* **Problem to work on**:
Transcribe the Lena Piękniewska biography below word for word, between "Polish singer (born" and "her concert tour.", inclusive.

* **Text provided**:
--------------------------------

= Lena Piękniewska =

Polish singer (born 1980)

Lena Piękniewska (born Lena Bem; July 25, 1980 in Poznań) is a Polish singer.

== Education ==
She graduated from Academy of Fine Arts in Poznań. As a fourteen-year-old she sang at Piwnica pod Baranami in Kraków , and began her professional music career in 2004. In 2005, she won the 41st Student Song Festival in Kraków. A year later she won the first place at Castle Meeting in Olsztyn and won a competition for the interpretation of songs by Agnieszka Osiecka during the Remember the Osiecka festival. In 2007 she received Marek Grechuta scholarship, and in 2008 she received the Artistic City of Poznań scholarship for achievement in the field of song. In the same year, she supported jazz vocalist Stacey Kent on her concert tour.

== Music career ==
In 2010 she released her debut studio album entitled Wyspa (Island).

--------------------------------

* **Records supplied**:
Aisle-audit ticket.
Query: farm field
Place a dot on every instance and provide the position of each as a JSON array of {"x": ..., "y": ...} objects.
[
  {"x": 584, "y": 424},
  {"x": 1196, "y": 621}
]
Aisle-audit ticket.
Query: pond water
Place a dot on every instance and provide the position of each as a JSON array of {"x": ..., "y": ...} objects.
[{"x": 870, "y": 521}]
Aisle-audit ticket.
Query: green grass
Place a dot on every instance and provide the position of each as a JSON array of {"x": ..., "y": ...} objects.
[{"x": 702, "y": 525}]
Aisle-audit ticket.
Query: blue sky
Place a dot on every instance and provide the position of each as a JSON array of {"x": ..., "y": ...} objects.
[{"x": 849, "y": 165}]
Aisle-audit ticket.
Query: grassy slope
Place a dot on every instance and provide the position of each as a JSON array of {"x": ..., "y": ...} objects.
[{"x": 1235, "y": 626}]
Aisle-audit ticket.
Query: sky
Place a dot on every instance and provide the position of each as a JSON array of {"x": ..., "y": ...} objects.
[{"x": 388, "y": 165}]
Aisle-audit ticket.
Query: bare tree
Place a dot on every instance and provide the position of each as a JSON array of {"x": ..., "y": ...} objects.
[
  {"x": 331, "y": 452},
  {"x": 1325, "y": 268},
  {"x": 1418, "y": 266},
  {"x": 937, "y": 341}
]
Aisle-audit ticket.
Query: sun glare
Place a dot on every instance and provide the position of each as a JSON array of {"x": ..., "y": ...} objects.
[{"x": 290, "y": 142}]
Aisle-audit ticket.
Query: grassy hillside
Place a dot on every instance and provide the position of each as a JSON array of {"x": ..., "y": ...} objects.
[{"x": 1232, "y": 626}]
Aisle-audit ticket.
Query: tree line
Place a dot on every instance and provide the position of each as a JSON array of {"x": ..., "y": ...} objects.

--------------------------------

* **Exercise response**:
Polish singer (born 1980)

Lena Piękniewska (born Lena Bem; July 25, 1980 in Poznań) is a Polish singer.

== Education ==
She graduated from Academy of Fine Arts in Poznań. As a fourteen-year-old she sang at Piwnica pod Baranami in Kraków , and began her professional music career in 2004. In 2005, she won the 41st Student Song Festival in Kraków. A year later she won the first place at Castle Meeting in Olsztyn and won a competition for the interpretation of songs by Agnieszka Osiecka during the Remember the Osiecka festival. In 2007 she received Marek Grechuta scholarship, and in 2008 she received the Artistic City of Poznań scholarship for achievement in the field of song. In the same year, she supported jazz vocalist Stacey Kent on her concert tour.